:: PROBLEMS TO SOLVE ::
**1.** According to the AIO race condition issue, why does cache volume initialization soft lock? Answer in one to three sentences.
**2.** Answer these questions from the AIO race condition issue, one answer per line:
(a) Who is listed as the reporter?
(b) Which fix version was removed from the issue?
(c) What is the name of the attached file?

:: PAGE TEXT ::
■ ■ ■
You are viewing a plain text version of this content. The canonical link for it is here.
Posted to issues@trafficserver.apache.org by "Leif Hedstrom (Updated) (JIRA)" <ji...@apache.org> on 2011/12/05 22:32:42 UTC
[jira] [Updated] (TS-947) AIO Race condition on non NT systems

     [ https://issues.apache.org/jira/browse/TS-947?page=com.atlassian.jira.plugin.system.issuetabpanels:all-tabpanel ]

Leif Hedstrom updated TS-947:
-----------------------------

    Fix Version/s:     (was: 3.1.2)
                   sometime

Moving this out for later, we might want John Plevyak to look at this, and see if this needs a more thorough redesign.
                
> AIO Race condition on non NT systems
> ------------------------------------
>
>                 Key: TS-947
>                 URL: https://issues.apache.org/jira/browse/TS-947
>             Project: Traffic Server
>          Issue Type: Bug
>          Components: Core
>         Environment: stock build with static libts, running on a 4 core server
>            Reporter: B Wyatt
>            Assignee: John Plevyak
>             Fix For: sometime
>
>         Attachments: lock-safe-AIO.patch
>
>
> Refer to code below.  The timeslice starting when a consumer thread determines that the temp_list is empty (A) and ending when it releases the aio_mutex(C) is unsafe if the work queues are empty and it breaks loop execution at B.  During this timeslice (A-C) the consumer holds the aio_mutex and as a result request producers enqueue items on the temporary atomic list (D).  As a consumer in this state will wait for a signal on aio_cond to proceed before processing the temp_list again, any requests on the temp_list are effectively stalled until a future request produces this signal or manually processes the temp_list.
> In the case of cache volume initialization, there is no "future request" and the initialization sequence soft locks. 
> {code:title=iocore/aio/AIO.cc(annotated)}
> void *
> aio_thread_main(void *arg)
> {
>   ...
■ ■ ■
:: GIVEN DATA ::
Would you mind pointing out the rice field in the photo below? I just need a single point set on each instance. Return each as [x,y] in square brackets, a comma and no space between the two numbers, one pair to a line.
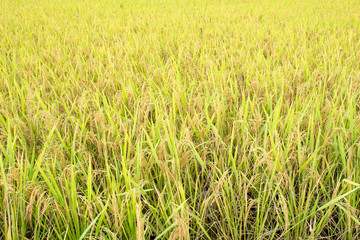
[179,119]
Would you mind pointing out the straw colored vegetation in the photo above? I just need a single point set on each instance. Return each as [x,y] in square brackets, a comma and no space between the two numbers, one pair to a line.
[179,119]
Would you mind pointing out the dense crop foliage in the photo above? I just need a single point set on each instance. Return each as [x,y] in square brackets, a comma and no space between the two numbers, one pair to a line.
[134,119]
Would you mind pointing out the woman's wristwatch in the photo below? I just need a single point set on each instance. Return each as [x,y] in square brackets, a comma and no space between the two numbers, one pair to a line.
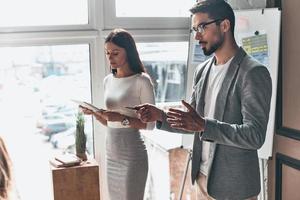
[125,122]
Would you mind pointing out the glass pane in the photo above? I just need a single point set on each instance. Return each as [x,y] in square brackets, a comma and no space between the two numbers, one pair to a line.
[166,62]
[153,8]
[38,118]
[43,13]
■ ■ ■
:: COMPLETE ANSWERS ::
**1.** While a consumer holds the aio_mutex, producers put requests on the temporary atomic list. The consumer then waits for a signal on aio_cond before it processes that list again, so those requests stall until a future request sends the signal or processes the list. During cache volume initialization there is no future request, so the sequence soft locks.

**2.**
(a) B Wyatt
(b) 3.1.2
(c) lock-safe-AIO.patch